> [Source passage]:
____________

Most compelling were the pulls of the future. These were not abstract visions, but grounded descriptions of what a prevention‑focused system would enable in practice. Participants imagined leadership that is collective rather than positional; a workforce supported to work relationally across boundaries; data that connects insight to action in near real time; governance that enables learning and adaptation rather than compliance; funding that backs long‑term outcomes; and communities positioned as partners with power, not just consultees. Culture was repeatedly named as the connective tissue — a shift from control to trust, from certainty to inquiry, and from organisational optimisation to whole‑system impact. Importantly, these futures were described as mutually reinforcing: no single theme can move in isolation without the others shifting too.

Taken together, the Futures Triangle revealed prevention not as a programme or policy choice, but as a system condition. Progress depends less on individual initiatives and more on whether the underlying structures, incentives and capabilities are aligned to support prevention as the default way of working.

Scottish Prevention Hub workstreams

Building on this work, the Scottish Prevention Hub is now undertaking deeper analysis and connected activity across each of the discrete Futures Triangle themes, drawing links between them and convening further conversations with partners, practitioners and communities.

This work is being taken forward alongside the Hub’s six workstreams ensuring that futures insights are not held separately from delivery, data, research, learning and leadership development.

Our six core workstreams are designed to shift public services from reactive response to prevention-first ways of working:

  1. Data Collaboration
    Building the conditions for secure, ethical and purposeful data collaboration across sectors. This includes improving data linkage, interoperability and governance so that insight can be shared and used to support early, preventative action.
  2. Research & Evidence
    Connecting academic research, applied analysis and practice-based evidence to prevention challenges. The focus is on generating insight that is useful for decision-making, policy and service redesign, not research for its own sake.

____________

Recorded data:

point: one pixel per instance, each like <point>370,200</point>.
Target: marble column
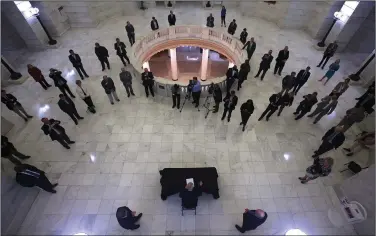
<point>174,64</point>
<point>204,63</point>
<point>146,65</point>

____________

> [Exercise set]:
- 1) Retype the Scottish Prevention Hub passage between "This work is" and "early, preventative action.", inclusive.
- 2) Using the Scottish Prevention Hub passage, answer the following:
(a) What did participants repeatedly name as the connective tissue?
(b) How many core workstreams does the Hub have?
(c) Which workstream appears first in the numbered list?
Answer from the Scottish Prevention Hub passage only.

> [Results for the exercise]:
- 1)
This work is being taken forward alongside the Hub’s six workstreams ensuring that futures insights are not held separately from delivery, data, research, learning and leadership development.

Our six core workstreams are designed to shift public services from reactive response to prevention-first ways of working:

  1. Data Collaboration
    Building the conditions for secure, ethical and purposeful data collaboration across sectors. This includes improving data linkage, interoperability and governance so that insight can be shared and used to support early, preventative action.

- 2)
(a) Culture
(b) Six
(c) Data Collaboration